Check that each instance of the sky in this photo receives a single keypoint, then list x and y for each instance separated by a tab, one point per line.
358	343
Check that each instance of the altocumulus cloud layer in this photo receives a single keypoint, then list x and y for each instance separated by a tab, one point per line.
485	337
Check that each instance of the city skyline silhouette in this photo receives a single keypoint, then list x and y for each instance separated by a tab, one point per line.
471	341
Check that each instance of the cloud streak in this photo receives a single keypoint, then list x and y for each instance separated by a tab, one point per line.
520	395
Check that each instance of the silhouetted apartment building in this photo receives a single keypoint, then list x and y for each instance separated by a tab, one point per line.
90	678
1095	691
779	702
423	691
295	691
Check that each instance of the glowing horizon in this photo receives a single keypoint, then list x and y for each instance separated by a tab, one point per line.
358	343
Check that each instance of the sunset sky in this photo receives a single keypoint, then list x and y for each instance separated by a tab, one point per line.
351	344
§ §
* Task *
Render every line of the items above as a Markdown table with two columns, Row and Line. Number the rows in order and skip any blank lines.

* Complete answer *
| Row | Line |
|---|---|
| 1 | Check that each instance of the sky in this photo receives a single keypoint, then list x and y for each instance separated by a tab, one point per line. |
| 2 | 358	343 |
| 3 | Check that each instance of the altocumulus cloud layer in this photo receives a single keypoint, then list x and y for each instance separated by a tab, one point per line. |
| 4 | 485	337 |
| 5 | Check that each instance of the city skyline silhouette in this photo receives a single keypoint, then list x and y for each instance separated by a tab, one point per line. |
| 6 | 471	341 |
| 7 | Check that each instance of the cloud streak in this photo receives a single keypoint, then list x and y for each instance separated by a tab, one point per line. |
| 8 | 520	395 |
| 9 | Check that each instance of the silhouetted apartment building in this photo receives a single keypoint, then list x and y for each instance separated by a tab, one point per line. |
| 10 | 90	678 |
| 11 | 1095	691 |
| 12 | 779	702 |
| 13 | 423	691 |
| 14 | 295	691 |
| 15 | Check that each instance of the glowing horizon in this photo receives a single keypoint, then list x and y for each instance separated by a tab, one point per line. |
| 16 | 358	343 |
| 17 | Check that each instance of the sunset sky in this photo receives a single keypoint, then list x and y for each instance separated by a tab, one point per line. |
| 18 | 351	344 |